__Requirements__: Return every line in the listing below that contains the word "arched".

__Given entries__:
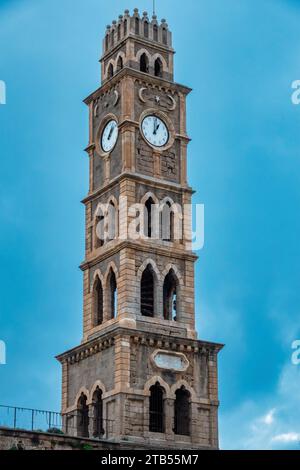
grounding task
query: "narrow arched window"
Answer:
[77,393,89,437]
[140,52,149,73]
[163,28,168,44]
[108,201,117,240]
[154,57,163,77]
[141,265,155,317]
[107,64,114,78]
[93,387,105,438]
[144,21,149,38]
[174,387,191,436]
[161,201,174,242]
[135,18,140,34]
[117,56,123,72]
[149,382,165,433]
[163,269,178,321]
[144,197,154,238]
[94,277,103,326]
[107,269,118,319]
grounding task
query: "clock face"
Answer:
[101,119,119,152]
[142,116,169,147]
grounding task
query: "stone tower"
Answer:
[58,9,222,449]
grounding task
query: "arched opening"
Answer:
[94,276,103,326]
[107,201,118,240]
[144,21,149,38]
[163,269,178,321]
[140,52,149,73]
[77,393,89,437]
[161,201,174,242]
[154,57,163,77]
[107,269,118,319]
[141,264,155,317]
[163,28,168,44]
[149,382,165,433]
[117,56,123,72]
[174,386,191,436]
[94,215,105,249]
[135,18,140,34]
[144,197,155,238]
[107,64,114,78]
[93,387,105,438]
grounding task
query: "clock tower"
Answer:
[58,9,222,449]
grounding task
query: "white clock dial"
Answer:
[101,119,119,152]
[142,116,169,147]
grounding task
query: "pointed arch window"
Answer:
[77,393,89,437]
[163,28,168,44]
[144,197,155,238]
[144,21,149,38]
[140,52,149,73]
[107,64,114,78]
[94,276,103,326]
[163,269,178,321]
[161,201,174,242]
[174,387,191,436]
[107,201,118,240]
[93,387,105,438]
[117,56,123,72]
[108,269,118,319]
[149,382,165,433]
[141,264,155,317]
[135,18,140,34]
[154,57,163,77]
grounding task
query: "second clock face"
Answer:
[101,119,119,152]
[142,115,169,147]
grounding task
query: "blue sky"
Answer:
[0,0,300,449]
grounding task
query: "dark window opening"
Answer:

---

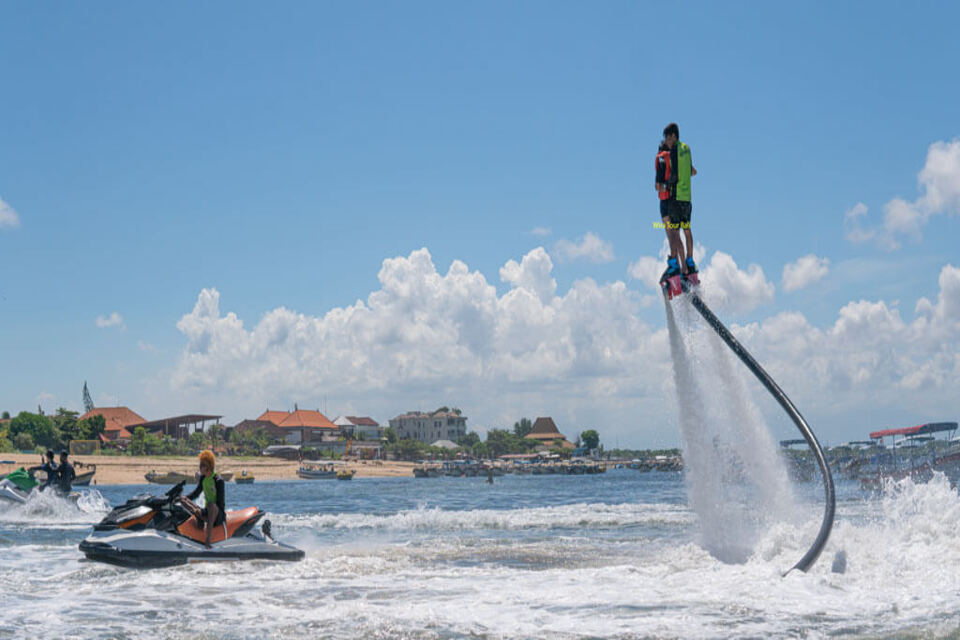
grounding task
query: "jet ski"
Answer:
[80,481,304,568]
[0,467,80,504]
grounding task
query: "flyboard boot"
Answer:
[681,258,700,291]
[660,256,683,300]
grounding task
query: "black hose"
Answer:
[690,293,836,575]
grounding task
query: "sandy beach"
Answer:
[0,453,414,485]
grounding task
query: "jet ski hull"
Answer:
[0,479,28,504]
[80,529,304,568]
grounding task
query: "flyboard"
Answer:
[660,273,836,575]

__Task solution__:
query: "narrow arched window"
query: "arched opening"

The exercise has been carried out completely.